··· EXCERPTED TEXT ···

|Authors: ||H.-J. Tantau, J. Meyer, U. Schmidt, B. Bessler|
|Keywords: ||air exchange rate, CO2-concentration, humidity control, photosynthesis, semi-closed greenhouse|
The increase of energy costs and the task of reducing CO2-emission of fossil fuels require solutions for low energy greenhouses.
Until now greenhouses are mainly covered with single glazing providing high light transmittance for a good crop performance.
In the meantime, several solutions have been developed to reduce the energy consumption of greenhouses like double-glazing, thermal screens and specific control algorithms.
Such measures influence the light transmittance of the covering material and the greenhouse microclimate - especially air humidity.
This may lead to a reduction of yield and an increase of fungi infections.
The control of air humidity can increase the energy consumption, thus reducing the energy saving potential.
Hence it is necessary to develop a low energy greenhouse concept as a system approach combining energy saving methods with an improved control of greenhouse microclimate.
In the past, several low greenhouse concepts had been developed with a focus on covering materials and thermal screens.
Recently, the closed greenhouse concept has been developed and propagated as an energy-producing greenhouse.
The closed greenhouse is an example for a concept to reduce energy consumption and at the same time to increase yield and crop quality.

···

◆ PROBLEM REQUIREMENTS ◆
According to the text on low energy greenhouses, what has the closed greenhouse concept been developed and propagated as?

··· EXCERPTED DATA ···

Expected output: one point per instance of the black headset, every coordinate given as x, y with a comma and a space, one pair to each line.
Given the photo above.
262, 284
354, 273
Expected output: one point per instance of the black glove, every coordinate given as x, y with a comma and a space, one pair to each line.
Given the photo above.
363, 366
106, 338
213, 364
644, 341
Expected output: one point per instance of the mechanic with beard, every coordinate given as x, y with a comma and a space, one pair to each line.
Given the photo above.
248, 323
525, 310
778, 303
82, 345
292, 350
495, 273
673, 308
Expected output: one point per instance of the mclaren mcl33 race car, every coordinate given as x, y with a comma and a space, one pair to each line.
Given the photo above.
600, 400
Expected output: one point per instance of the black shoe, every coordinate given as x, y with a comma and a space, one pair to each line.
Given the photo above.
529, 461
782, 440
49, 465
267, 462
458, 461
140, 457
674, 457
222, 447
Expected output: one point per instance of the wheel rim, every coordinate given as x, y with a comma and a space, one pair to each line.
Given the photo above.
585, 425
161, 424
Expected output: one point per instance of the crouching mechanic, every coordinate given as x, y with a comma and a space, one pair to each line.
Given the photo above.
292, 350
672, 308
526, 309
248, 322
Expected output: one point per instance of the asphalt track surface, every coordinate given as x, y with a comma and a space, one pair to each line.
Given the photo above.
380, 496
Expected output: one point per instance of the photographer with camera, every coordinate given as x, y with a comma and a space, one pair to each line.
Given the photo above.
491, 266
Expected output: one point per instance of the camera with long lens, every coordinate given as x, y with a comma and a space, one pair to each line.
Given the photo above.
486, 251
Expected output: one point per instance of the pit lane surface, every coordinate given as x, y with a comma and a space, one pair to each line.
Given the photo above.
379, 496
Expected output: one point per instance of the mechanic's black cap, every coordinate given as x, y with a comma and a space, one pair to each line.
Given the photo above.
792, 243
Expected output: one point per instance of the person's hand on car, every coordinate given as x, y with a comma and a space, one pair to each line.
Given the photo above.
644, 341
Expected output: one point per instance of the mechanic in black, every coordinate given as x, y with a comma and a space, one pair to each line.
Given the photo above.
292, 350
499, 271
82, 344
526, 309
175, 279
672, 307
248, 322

···

◆ ANSWER TO THIS TASK ◆
An energy-producing greenhouse.